*WHAT NEEDS TO BE DONE*: Please return the full text below on practicing basketball shooting alone, word for word.
-- Start SOURCE EXTRACT --
I just put a piece of wood at an incline at the bottom of my goal. After I made it, it'd bounce on that back in my general direction. Otherwise I just rebounded myself. I always played conditioning games. Start by shooting a long jumper, then make, if miss rebound and shoot with off-hand, if miss, rebound and shoot with normal hand, if miss then by this time I should be close enough to do a layup with the off-hand, then rebound and start over.
It's difficult playing by yourself, but you can improve with focus. Don't worry about the number of shots you're getting up, worry about the quality of those shots.
You should be able to shoot solidly (10-20 shots a minute depending on shot distance/type) for at least 20-25 minutes while focusing on good form and rebounding for yourself and not getting too tired. If you can't do it that long than push yourself until you can for conditioning-sake.
I require my kids I coach to be able to do it for 25 minutes straight and they have to continue to shoot at least at a rate of 10spm (shots per minute) in middle school, and 12spm in high school. All while focusing on continuing their form and jump height on jump shots. Also, the rebound cannot bounce 3x before they grab it and shoot it again. Every 3rd shot has to be from at least 15 feet away so they're not all just shooting 5 foot jump shots. They have to do this 4x/week as part of their summer conditioning program. They work up in increments of course, start with 10 minutes, add 5 minutes every week-ish until goal is reached. I had one kid who had amazing stamina (best defender I ever coached...could hound the ball all game long on point guards) that could run this drill for almost an hour straight with good form.
-- End SOURCE EXTRACT --
-- Start LISTED ENTRIES --
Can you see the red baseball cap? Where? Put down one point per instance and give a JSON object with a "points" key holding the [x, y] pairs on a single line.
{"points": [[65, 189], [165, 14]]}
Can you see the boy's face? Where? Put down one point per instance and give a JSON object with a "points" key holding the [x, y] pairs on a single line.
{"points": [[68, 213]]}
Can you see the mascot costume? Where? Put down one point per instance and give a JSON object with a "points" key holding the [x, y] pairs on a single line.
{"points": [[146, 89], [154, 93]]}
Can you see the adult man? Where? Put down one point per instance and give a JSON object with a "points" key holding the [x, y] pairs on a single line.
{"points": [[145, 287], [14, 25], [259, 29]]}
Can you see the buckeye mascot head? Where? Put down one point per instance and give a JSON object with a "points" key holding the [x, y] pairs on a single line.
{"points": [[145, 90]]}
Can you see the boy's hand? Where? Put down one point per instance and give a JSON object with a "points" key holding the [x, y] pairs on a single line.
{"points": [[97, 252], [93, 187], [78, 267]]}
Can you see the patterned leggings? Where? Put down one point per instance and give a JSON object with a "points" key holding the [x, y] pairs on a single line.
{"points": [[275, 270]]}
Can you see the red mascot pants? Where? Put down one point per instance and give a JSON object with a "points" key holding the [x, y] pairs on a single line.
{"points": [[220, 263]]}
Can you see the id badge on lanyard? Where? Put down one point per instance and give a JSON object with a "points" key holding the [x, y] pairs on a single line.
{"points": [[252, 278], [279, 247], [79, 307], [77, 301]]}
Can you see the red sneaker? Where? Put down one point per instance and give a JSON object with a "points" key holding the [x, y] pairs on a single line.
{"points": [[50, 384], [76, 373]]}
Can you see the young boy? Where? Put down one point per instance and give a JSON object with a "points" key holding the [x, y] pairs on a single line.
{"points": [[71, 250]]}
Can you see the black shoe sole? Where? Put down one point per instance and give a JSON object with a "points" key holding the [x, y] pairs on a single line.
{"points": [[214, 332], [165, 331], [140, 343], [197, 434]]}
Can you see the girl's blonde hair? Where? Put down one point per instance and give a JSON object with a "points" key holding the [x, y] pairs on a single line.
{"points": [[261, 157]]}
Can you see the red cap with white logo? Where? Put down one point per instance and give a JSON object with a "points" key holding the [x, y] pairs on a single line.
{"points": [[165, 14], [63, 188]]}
-- End LISTED ENTRIES --
-- Start LISTED ENTRIES --
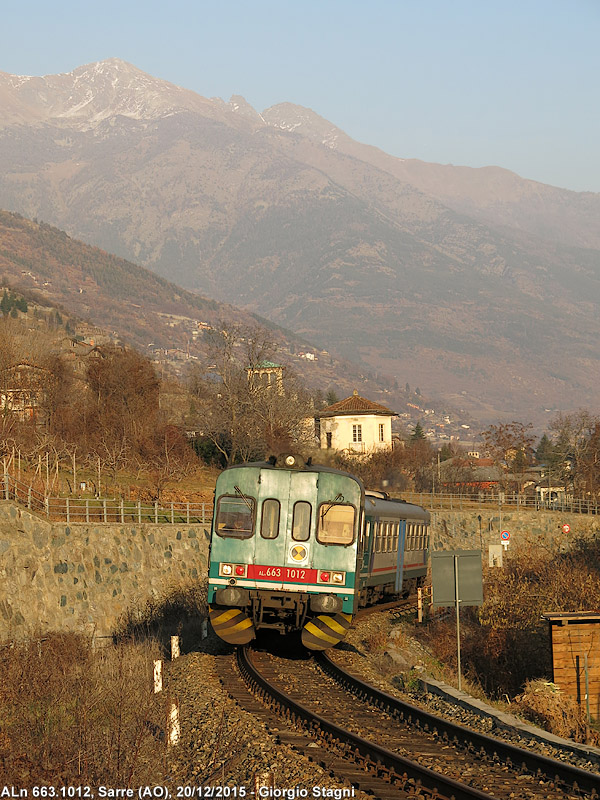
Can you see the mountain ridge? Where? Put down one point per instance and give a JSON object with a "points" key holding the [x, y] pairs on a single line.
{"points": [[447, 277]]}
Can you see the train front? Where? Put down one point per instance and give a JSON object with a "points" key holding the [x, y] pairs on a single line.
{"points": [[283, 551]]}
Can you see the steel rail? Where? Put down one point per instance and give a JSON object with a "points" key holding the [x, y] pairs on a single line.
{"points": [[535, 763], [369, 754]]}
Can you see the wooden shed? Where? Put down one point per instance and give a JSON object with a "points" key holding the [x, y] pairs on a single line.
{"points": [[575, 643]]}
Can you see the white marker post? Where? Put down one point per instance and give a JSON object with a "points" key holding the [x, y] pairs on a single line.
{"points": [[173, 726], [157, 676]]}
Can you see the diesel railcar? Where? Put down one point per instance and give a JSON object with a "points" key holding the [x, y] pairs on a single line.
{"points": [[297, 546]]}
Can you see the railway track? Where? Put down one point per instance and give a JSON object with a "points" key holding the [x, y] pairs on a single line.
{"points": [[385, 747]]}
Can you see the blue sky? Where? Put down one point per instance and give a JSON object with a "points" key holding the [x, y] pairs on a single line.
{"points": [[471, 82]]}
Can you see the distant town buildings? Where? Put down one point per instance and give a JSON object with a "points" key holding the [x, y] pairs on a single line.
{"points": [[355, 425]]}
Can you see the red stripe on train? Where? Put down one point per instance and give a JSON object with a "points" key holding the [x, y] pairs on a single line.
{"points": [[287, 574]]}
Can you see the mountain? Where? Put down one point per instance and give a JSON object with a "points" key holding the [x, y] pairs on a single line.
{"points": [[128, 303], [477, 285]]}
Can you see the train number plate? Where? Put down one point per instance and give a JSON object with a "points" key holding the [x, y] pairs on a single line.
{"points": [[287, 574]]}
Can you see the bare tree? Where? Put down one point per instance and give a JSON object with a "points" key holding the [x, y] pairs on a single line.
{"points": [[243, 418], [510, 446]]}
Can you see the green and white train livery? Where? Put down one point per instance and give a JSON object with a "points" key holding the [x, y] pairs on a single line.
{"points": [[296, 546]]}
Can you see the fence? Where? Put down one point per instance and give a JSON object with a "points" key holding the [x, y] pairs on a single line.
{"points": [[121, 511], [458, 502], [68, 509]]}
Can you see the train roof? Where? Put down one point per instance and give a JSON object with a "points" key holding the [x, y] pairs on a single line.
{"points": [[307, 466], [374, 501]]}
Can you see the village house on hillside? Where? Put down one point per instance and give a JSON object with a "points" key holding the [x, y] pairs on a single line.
-- End LISTED ENTRIES --
-- Start LISTED ENTRIES --
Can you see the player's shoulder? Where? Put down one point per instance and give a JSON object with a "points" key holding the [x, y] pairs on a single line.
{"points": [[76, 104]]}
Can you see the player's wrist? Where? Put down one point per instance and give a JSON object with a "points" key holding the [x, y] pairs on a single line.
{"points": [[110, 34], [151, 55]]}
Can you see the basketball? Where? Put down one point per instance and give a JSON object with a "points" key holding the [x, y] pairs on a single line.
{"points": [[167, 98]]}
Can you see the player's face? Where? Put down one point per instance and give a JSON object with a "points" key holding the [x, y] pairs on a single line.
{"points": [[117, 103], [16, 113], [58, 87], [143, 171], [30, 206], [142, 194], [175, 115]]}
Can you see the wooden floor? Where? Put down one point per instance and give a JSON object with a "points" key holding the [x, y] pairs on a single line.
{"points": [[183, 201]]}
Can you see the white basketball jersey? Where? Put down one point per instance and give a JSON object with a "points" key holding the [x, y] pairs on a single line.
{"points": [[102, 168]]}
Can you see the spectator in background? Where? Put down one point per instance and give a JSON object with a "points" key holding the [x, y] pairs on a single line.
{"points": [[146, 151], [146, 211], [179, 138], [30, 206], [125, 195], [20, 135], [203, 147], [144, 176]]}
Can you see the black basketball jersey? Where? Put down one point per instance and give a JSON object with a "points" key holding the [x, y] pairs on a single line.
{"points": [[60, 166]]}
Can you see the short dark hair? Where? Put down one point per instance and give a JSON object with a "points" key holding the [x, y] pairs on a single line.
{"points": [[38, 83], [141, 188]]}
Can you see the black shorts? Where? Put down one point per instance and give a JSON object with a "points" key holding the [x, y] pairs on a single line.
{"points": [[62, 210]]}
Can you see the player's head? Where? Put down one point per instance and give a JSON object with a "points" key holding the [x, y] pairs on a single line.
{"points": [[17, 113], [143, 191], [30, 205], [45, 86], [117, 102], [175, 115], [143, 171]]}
-- End LISTED ENTRIES --
*RESPONSE TO THIS EXERCISE*:
I just put a piece of wood at an incline at the bottom of my goal. After I made it, it'd bounce on that back in my general direction. Otherwise I just rebounded myself. I always played conditioning games. Start by shooting a long jumper, then make, if miss rebound and shoot with off-hand, if miss, rebound and shoot with normal hand, if miss then by this time I should be close enough to do a layup with the off-hand, then rebound and start over.
It's difficult playing by yourself, but you can improve with focus. Don't worry about the number of shots you're getting up, worry about the quality of those shots.
You should be able to shoot solidly (10-20 shots a minute depending on shot distance/type) for at least 20-25 minutes while focusing on good form and rebounding for yourself and not getting too tired. If you can't do it that long than push yourself until you can for conditioning-sake.
I require my kids I coach to be able to do it for 25 minutes straight and they have to continue to shoot at least at a rate of 10spm (shots per minute) in middle school, and 12spm in high school. All while focusing on continuing their form and jump height on jump shots. Also, the rebound cannot bounce 3x before they grab it and shoot it again. Every 3rd shot has to be from at least 15 feet away so they're not all just shooting 5 foot jump shots. They have to do this 4x/week as part of their summer conditioning program. They work up in increments of course, start with 10 minutes, add 5 minutes every week-ish until goal is reached. I had one kid who had amazing stamina (best defender I ever coached...could hound the ball all game long on point guards) that could run this drill for almost an hour straight with good form.